::: Records to process :::

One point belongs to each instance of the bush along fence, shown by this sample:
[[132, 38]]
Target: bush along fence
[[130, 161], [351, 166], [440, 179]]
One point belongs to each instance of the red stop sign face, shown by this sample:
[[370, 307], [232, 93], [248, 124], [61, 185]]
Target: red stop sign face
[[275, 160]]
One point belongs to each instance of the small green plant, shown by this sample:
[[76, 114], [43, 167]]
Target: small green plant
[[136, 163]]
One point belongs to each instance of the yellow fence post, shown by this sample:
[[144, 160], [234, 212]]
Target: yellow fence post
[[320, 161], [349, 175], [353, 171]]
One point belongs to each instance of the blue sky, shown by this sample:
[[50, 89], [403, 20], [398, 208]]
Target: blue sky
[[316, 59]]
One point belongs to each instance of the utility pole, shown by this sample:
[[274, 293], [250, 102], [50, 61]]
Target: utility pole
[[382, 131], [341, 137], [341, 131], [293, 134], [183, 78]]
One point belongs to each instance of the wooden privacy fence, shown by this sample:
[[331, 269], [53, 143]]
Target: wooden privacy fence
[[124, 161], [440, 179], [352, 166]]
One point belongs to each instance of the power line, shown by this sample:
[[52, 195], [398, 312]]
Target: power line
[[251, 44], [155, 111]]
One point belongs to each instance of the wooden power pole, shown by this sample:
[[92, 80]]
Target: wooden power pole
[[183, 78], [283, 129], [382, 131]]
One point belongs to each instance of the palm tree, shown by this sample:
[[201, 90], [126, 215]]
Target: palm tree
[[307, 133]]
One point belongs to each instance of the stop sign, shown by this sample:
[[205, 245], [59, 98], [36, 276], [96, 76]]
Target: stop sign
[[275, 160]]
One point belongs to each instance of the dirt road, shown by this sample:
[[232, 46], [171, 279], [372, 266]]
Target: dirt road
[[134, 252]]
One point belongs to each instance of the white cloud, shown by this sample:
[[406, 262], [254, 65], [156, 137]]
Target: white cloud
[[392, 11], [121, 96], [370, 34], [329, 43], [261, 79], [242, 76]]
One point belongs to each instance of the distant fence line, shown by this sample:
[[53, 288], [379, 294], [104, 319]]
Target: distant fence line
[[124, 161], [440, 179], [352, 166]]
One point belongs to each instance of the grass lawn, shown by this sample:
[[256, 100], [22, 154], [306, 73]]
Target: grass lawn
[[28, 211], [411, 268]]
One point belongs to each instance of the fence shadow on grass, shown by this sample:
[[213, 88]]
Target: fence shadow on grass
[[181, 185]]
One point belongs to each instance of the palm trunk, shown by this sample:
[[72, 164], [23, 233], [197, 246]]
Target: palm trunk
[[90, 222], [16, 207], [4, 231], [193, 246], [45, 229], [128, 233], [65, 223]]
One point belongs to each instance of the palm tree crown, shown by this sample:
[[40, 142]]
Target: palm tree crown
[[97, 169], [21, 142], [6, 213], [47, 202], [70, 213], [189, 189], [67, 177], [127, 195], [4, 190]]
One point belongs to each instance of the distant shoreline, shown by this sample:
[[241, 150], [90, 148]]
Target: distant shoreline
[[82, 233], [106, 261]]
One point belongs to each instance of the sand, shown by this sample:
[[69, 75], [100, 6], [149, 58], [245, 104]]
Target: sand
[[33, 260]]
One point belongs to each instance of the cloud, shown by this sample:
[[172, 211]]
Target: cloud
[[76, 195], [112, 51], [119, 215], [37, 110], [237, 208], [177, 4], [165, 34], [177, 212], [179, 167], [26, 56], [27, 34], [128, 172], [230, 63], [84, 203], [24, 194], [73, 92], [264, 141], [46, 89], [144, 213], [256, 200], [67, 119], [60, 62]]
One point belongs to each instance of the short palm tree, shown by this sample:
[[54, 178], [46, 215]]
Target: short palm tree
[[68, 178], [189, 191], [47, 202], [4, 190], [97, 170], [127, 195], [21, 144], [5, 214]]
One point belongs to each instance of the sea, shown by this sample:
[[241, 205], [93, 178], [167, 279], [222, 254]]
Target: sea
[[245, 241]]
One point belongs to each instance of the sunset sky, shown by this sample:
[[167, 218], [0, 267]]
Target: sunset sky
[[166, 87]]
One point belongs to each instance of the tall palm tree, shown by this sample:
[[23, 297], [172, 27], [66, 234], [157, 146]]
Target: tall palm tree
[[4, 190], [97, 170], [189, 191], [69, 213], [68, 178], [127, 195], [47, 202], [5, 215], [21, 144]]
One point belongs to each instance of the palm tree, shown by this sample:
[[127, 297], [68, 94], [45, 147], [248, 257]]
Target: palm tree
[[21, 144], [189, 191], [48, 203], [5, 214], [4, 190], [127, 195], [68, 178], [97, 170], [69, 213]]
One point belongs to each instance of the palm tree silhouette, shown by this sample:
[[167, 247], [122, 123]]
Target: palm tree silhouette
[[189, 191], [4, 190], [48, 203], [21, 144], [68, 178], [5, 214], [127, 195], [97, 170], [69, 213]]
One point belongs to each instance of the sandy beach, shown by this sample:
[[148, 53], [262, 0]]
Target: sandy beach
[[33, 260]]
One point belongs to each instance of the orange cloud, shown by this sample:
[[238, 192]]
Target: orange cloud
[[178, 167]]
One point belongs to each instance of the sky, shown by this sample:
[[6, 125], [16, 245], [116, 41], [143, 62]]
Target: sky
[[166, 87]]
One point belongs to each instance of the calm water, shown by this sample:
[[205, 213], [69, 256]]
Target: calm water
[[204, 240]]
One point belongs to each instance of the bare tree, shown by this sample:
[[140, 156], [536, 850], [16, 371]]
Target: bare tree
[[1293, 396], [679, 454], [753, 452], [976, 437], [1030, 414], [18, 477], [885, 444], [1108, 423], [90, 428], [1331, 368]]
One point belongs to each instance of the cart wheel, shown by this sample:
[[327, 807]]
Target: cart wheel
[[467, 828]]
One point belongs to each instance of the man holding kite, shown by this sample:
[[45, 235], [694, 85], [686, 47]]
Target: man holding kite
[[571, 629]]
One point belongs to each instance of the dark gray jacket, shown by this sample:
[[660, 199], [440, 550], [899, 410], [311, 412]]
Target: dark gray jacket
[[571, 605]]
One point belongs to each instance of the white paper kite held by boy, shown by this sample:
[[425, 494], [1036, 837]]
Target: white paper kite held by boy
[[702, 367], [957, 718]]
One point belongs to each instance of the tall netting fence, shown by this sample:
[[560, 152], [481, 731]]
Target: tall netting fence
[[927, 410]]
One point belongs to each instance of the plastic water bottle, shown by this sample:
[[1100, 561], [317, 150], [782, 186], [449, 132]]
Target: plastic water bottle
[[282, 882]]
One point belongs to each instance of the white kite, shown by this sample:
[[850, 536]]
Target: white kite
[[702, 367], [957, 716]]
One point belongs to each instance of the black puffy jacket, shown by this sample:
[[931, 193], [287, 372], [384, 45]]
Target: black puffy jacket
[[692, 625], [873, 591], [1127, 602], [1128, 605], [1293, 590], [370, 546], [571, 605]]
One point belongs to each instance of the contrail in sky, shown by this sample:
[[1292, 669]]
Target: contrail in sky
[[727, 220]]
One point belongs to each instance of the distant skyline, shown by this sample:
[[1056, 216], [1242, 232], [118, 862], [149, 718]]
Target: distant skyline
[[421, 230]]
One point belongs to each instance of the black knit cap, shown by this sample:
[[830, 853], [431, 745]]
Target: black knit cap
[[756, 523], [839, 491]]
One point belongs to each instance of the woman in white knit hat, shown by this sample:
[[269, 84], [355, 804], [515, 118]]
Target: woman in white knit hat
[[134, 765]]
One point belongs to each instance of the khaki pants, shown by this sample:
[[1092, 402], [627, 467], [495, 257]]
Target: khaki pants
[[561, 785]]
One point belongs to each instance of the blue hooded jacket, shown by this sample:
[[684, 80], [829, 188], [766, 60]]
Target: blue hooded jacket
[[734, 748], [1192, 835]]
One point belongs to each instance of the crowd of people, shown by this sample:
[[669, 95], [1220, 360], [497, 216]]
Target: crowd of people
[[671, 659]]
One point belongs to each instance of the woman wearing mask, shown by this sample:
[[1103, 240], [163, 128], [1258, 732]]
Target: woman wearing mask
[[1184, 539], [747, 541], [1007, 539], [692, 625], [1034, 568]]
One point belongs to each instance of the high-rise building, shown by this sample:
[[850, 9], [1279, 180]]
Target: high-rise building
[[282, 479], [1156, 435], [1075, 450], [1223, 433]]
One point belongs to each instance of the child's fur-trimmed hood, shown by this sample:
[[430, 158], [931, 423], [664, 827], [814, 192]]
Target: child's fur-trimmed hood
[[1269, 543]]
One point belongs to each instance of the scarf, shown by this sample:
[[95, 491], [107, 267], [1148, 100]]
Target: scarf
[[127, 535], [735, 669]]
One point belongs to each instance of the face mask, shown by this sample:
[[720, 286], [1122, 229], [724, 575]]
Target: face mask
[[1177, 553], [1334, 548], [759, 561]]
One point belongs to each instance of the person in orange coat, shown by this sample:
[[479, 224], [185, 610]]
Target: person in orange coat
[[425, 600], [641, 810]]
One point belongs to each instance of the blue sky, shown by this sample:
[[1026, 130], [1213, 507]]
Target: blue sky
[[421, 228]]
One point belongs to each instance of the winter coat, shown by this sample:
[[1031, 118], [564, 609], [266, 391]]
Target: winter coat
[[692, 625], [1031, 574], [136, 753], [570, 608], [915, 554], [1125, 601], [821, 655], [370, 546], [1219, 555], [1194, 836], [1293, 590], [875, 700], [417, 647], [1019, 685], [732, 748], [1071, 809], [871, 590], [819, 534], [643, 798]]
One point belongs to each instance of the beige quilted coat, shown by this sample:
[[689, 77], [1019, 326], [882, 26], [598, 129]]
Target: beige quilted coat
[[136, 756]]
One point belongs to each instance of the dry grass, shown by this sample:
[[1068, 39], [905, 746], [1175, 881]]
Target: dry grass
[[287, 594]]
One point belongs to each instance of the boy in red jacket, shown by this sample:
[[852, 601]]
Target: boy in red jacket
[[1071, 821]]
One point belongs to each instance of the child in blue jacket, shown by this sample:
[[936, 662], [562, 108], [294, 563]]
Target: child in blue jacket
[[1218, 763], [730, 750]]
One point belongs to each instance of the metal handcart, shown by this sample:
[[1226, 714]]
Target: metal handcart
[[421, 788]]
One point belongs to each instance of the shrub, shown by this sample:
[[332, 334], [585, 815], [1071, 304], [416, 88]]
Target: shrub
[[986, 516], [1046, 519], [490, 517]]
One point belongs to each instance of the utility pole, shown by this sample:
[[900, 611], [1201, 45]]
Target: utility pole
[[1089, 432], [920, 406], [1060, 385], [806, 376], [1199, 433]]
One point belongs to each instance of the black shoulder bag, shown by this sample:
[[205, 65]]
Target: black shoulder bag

:::

# Exercise:
Each line from the one containing "[[936, 662], [562, 108], [294, 563]]" to the end of the listing above must be printed exactly, and no other line may appear.

# Your response:
[[936, 662], [562, 108], [294, 563]]
Target: child in blue jacket
[[1218, 763], [730, 750]]
One point belongs to each instance of the metal handcart, shown by this sample:
[[1226, 714]]
Target: metal handcart
[[421, 788]]
One point belongs to each instance of the shrub, shown by this sample:
[[332, 334], [585, 815], [1071, 304], [416, 88]]
Target: shrub
[[986, 516], [1046, 519], [490, 517]]
One point belongs to each instance of the utility pole, shown by this sample:
[[900, 611], [1201, 45]]
Target: utility pole
[[1089, 432], [920, 406], [1060, 385], [806, 376], [1199, 433]]
One point belongs to each instance of the black shoulder bag, shown by this sample:
[[205, 65]]
Target: black shoulder bag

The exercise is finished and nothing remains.